_TAREFA DO EXERCÍCIO A_
Reproduza sem alterações o trecho do texto sobre Anacelly de Paula, começando nas palavras "Em seguida, o" e parando depois de "desafios da carreira.".

_TRECHO DO TEXTO_
Anacelly de Paula afirma que, no mundo dos negócios, a mulher tem vários desafios (Foto: Adriano Abreu)

Há 20 anos Anacelly de Paula, hoje diretora executiva do Sicoob Potiguar, constrói uma carreira com vasta experiência, que começou quando ela ainda era estudante de Turismo. Tudo começou quando ela foi aprovada em um processo seletivo do  Programa de Desenvolvimento do Turismo (Prodetur) e passou a fazer parte do núcleo financeiro do Banco do Nordeste, instituição agente dos recursos direcionados ao Prodetur. “Foi lá onde tudo começou e onde eu despertei para as vivências do mercado financeiro. Foram cinco anos no BNB”, relata. 

Em seguida, o cooperativismo passou a fazer parte da vida de Anacelly, espaço onde convive com orgulho até hoje. “Passei 10 anos na antiga Unicred. Entrei como assistente de atendimento, depois fui consultora, gerente de relacionamento e gerente geral. No Sicoob, estou desde 2018”, conta. A Cooperativa é a única do Nordeste a ter a gestão executiva administrada por duas mulheres. Junto a Anacelly,  outro cargo de diretoria é ocupado por uma mulher: Manuela Souto é a  diretora organizacional e de risco do Sicoob. Há um ano e meio como diretora executiva da Cooperativa, Anacelly conta que desempenha a função com com afinco, enquanto  faz questão de afirmar: quer estimular outras mulheres a trilhar o caminho que leva aos cargos de alta gestão em todo o País. Na entrevista a seguir, ela fala sobre esse e outros desafios da carreira.

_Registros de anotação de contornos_
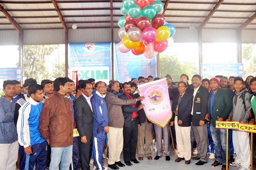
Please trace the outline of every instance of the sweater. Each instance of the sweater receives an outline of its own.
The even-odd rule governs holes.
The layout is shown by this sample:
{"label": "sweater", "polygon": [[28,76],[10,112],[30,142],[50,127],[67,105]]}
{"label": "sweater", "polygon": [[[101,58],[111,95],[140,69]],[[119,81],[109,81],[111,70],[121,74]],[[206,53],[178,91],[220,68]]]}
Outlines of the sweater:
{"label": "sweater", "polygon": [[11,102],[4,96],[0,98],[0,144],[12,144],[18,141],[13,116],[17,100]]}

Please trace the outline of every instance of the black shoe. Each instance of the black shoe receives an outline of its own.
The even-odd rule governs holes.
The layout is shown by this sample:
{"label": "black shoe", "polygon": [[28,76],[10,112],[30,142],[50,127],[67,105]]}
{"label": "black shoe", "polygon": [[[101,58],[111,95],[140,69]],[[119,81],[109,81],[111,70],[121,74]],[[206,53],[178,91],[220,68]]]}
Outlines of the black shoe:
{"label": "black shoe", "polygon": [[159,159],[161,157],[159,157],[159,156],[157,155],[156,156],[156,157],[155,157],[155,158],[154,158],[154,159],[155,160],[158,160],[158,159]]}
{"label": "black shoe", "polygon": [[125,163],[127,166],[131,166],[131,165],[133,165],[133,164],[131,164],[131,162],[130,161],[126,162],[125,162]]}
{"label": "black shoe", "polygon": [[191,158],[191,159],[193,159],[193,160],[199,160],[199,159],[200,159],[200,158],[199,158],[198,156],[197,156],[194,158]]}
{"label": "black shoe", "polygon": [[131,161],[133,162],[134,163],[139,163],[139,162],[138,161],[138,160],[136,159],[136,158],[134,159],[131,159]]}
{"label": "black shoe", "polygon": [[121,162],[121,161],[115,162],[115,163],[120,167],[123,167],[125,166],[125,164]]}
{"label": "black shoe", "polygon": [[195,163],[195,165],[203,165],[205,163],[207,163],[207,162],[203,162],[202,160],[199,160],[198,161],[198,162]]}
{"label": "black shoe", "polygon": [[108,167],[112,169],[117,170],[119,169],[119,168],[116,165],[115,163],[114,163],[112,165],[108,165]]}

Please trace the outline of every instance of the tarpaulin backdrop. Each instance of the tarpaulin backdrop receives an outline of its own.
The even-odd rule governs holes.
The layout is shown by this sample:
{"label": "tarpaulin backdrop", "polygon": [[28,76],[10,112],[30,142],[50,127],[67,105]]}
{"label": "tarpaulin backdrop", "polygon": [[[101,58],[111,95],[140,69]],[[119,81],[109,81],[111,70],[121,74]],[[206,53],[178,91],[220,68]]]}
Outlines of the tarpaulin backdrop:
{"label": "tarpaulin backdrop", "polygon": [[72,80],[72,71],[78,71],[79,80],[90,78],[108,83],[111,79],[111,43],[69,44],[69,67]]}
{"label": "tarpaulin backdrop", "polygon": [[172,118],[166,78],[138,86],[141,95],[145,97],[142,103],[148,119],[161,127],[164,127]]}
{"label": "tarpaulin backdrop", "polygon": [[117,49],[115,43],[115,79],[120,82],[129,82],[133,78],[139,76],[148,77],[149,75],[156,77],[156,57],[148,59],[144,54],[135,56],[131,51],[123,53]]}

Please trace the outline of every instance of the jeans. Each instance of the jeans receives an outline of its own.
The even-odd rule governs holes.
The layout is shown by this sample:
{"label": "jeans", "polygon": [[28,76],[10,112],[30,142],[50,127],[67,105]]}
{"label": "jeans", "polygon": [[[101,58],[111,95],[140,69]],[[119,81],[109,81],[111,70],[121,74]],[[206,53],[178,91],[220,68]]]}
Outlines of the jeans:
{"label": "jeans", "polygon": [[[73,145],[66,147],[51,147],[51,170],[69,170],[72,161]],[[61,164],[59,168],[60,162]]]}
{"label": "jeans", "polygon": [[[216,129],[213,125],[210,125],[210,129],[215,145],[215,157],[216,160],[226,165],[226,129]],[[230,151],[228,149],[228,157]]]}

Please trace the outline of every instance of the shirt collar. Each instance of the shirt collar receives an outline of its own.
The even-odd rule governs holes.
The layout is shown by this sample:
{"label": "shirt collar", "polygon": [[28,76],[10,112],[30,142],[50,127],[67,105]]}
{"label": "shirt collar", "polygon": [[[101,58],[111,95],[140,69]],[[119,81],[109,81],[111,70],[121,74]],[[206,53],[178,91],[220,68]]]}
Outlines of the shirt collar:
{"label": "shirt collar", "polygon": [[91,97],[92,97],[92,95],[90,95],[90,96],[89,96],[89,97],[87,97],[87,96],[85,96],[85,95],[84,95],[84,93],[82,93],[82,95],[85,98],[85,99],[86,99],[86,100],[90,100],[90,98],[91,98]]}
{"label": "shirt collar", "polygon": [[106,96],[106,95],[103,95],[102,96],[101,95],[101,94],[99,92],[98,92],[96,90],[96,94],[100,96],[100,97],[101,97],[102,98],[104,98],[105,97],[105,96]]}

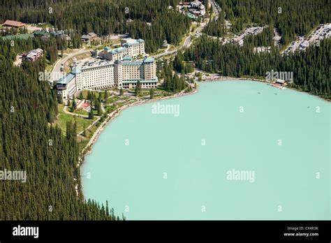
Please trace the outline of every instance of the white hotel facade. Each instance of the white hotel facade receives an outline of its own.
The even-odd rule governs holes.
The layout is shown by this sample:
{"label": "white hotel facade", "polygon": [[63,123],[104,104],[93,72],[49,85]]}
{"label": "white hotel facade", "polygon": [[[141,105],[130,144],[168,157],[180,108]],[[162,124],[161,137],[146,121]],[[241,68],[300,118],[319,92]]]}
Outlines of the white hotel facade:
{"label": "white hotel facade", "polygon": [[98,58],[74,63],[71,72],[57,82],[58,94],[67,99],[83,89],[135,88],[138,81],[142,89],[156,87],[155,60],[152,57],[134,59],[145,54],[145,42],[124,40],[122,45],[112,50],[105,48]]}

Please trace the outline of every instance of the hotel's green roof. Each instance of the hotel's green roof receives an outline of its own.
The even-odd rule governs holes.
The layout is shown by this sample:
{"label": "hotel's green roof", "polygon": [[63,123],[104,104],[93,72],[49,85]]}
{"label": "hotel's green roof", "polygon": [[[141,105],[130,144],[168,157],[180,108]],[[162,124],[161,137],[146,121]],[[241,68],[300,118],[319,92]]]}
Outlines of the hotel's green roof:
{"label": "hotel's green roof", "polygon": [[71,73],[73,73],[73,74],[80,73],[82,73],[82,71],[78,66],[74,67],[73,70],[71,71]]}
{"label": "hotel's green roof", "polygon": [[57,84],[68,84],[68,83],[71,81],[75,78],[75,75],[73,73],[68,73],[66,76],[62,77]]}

_TAREFA DO EXERCÍCIO B_
Organize em CSV de duas colunas, enunciado e resposta, somente a parte da listagem que começa na linha com "Please trace the outline of every instance of the hotel's" e segue até o fim da listagem, com as duas pontas incluídas. Use uma linha do CSV para cada enunciado, com cada campo entre aspas e as quebras de linha trocadas por espaços.

_RESULTADO DA TAREFA A_
Em seguida, o cooperativismo passou a fazer parte da vida de Anacelly, espaço onde convive com orgulho até hoje. “Passei 10 anos na antiga Unicred. Entrei como assistente de atendimento, depois fui consultora, gerente de relacionamento e gerente geral. No Sicoob, estou desde 2018”, conta. A Cooperativa é a única do Nordeste a ter a gestão executiva administrada por duas mulheres. Junto a Anacelly,  outro cargo de diretoria é ocupado por uma mulher: Manuela Souto é a  diretora organizacional e de risco do Sicoob. Há um ano e meio como diretora executiva da Cooperativa, Anacelly conta que desempenha a função com com afinco, enquanto  faz questão de afirmar: quer estimular outras mulheres a trilhar o caminho que leva aos cargos de alta gestão em todo o País. Na entrevista a seguir, ela fala sobre esse e outros desafios da carreira.

_RESULTADO DA TAREFA B_
enunciado,resposta
"Please trace the outline of every instance of the hotel's green roof. Each instance of the hotel's green roof receives an outline of its own. The even-odd rule governs holes. The layout is shown by this sample: {""label"": ""hotel's green roof"", ""polygon"": [[63,123],[104,104],[93,72],[49,85]]} {""label"": ""hotel's green roof"", ""polygon"": [[[141,105],[130,144],[168,157],[180,108]],[[162,124],[161,137],[146,121]],[[241,68],[300,118],[319,92]]]} Outlines of the hotel's green roof:","{""label"": ""hotel's green roof"", ""polygon"": [[71,73],[73,73],[73,74],[80,73],[82,73],[82,71],[78,66],[74,67],[73,70],[71,71]]} {""label"": ""hotel's green roof"", ""polygon"": [[57,84],[68,84],[68,83],[71,81],[75,78],[75,75],[73,73],[68,73],[66,76],[62,77]]}"